═══ DATA SECTION ═══

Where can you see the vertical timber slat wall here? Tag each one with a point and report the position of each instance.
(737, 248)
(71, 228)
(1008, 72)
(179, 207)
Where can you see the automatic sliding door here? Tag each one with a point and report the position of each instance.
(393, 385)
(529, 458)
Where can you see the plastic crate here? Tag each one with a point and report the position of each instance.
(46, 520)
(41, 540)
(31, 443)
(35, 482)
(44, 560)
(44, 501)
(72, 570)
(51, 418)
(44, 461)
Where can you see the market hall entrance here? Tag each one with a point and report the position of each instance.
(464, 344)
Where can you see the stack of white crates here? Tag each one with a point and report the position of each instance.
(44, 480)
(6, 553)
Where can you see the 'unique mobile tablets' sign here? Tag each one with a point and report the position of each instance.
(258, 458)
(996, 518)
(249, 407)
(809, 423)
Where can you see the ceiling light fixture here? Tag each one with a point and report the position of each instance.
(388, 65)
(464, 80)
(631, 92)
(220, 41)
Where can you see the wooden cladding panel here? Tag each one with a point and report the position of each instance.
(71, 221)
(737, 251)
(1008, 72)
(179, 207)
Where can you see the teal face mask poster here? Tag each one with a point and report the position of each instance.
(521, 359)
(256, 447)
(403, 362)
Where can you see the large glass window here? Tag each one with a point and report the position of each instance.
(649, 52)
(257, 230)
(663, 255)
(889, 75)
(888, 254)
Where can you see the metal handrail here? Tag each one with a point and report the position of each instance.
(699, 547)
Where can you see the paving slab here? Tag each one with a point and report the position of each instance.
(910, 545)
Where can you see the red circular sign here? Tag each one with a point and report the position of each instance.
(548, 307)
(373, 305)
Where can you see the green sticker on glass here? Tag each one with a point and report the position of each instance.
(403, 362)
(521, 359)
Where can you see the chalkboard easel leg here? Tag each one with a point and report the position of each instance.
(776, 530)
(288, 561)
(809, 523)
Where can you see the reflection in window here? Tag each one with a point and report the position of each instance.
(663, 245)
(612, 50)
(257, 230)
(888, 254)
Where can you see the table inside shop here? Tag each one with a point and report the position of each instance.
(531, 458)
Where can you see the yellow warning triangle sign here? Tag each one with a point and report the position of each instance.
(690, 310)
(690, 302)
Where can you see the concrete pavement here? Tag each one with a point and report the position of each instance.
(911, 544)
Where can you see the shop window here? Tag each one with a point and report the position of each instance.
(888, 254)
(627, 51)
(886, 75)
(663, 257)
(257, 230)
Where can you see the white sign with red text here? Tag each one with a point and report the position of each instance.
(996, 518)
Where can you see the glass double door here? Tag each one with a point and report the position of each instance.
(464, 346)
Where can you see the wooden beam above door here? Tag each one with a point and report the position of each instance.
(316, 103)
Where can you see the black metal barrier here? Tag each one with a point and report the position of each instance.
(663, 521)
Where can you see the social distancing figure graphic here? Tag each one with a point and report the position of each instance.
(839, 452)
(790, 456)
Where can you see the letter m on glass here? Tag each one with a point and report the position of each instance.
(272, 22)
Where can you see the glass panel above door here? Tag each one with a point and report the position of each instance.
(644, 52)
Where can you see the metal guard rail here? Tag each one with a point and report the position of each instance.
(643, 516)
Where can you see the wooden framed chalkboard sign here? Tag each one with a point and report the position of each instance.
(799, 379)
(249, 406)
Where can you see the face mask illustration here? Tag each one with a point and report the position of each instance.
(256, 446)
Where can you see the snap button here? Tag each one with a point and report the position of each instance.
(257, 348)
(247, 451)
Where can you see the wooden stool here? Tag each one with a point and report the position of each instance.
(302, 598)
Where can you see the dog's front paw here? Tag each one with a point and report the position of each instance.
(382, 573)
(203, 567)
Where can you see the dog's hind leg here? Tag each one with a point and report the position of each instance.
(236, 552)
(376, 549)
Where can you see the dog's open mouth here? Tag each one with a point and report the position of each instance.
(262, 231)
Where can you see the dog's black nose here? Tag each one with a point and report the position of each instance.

═══

TO DO =
The data, all of it, should be transcribed exactly.

ANSWER BOX =
Where can you see the vertical timber slat wall here? Tag each one with a point and report the position of each instance.
(737, 248)
(71, 228)
(1008, 72)
(179, 207)
Where can you see the automatic sliding door here? Tag each one with a point and report the position of each instance.
(393, 385)
(529, 458)
Where can you see the plastic crate here? Tag each one with a point and report the position of each instance.
(46, 520)
(41, 540)
(31, 443)
(35, 482)
(44, 560)
(44, 501)
(72, 570)
(51, 418)
(44, 461)
Where can you see the market hall entrance here? Tag each one with a point and report the position of each instance.
(464, 344)
Where can you see the stack of white crates here? Tag each one with a point and report the position of each instance.
(44, 480)
(6, 553)
Where can you see the 'unique mobile tablets' sign here? Tag each one with a point and report the position of each instance.
(258, 458)
(996, 518)
(249, 407)
(809, 423)
Where can you see the ceiling light fixture here? Tag each one with a point and report the position of each instance.
(388, 65)
(464, 80)
(631, 92)
(220, 41)
Where can you see the wooden cladding panel here? Tag each one with a point and report the position of each instance.
(71, 221)
(737, 251)
(1008, 72)
(179, 207)
Where can you see the teal face mask poster here? Tag each one with a point and report the position of each instance.
(521, 359)
(256, 447)
(403, 362)
Where can you see the large glass window here? Tag each one with a point and report the position of each instance.
(649, 52)
(257, 230)
(663, 255)
(889, 75)
(888, 254)
Where can you see the metal handrail here? Tag each one with a point and report the position of each instance.
(699, 547)
Where can you see the paving slab here? Tag each one with a point and report the position of each instance.
(910, 545)
Where can you see the red circular sign here? Tag each one with a point and report the position of each instance.
(548, 307)
(373, 305)
Where can you see the green sticker on glass here? Tag each one with a point and report the position of each instance.
(403, 362)
(521, 359)
Where can you see the chalkboard easel leg here? Tag each one with a point and report the position of each instance.
(776, 530)
(288, 561)
(809, 523)
Where can you see the reflection in window here? Tag each one with a point and report the position of each instance.
(663, 245)
(612, 50)
(257, 230)
(888, 254)
Where can you see the table inside shop here? Tag each one with a point and report the position of each instance.
(531, 458)
Where can you see the yellow warning triangle sign here? Tag each one with a point and report the position of each instance.
(690, 310)
(690, 302)
Where can you see the concrete pavement here? Tag each one with a point and report the position of each instance.
(911, 544)
Where can you see the shop window here? Tag each one with a point and report the position of each instance.
(888, 254)
(627, 51)
(886, 75)
(663, 257)
(257, 230)
Where can you see the white sign with red text here? Tag each one with a point and report the position of each instance.
(996, 518)
Where can you see the glass double door here? Tag each one with a point and report the position of each instance.
(464, 346)
Where can you see the wooden beam above door here? Tag each one with a point and report the position of each instance.
(316, 103)
Where can you see the black metal barrier here? Tag each one with a point and report the position of each instance.
(663, 521)
Where can you see the social distancing figure graphic here? Tag each one with a point and report the position of each instance.
(839, 452)
(790, 456)
Where can you see the letter m on glass here? Tag each one with a point and report the position of each instance.
(272, 22)
Where can you see the glass panel above door here? Tag each one with a point and report the position of each instance.
(644, 52)
Where can you see the metal guard rail here? Tag each one with a point and report the position of each instance.
(643, 516)
Where can you see the wooden framed chalkboard sign here? Tag each one with a point and report the position of each instance.
(799, 379)
(249, 406)
Where can you see the face mask illustration here? Tag each one with a point and report the position of each instance.
(256, 446)
Where can you see the snap button here? Tag each one with a point and report the position of each instance.
(257, 348)
(247, 451)
Where can you see the wooden stool here? Tag each one with a point and report the position of each instance.
(302, 598)
Where can you see the dog's front paw here? Tag each one with a point and report the position of each instance.
(382, 573)
(203, 567)
Where can you see the dog's hind leg here? Tag each one with a point and report the position of each instance.
(236, 552)
(376, 549)
Where can you see the dog's open mouth here? Tag each one with a point and report the position of each instance.
(262, 231)
Where can you see the dog's black nose here? Tag each one with a point and report the position of each instance.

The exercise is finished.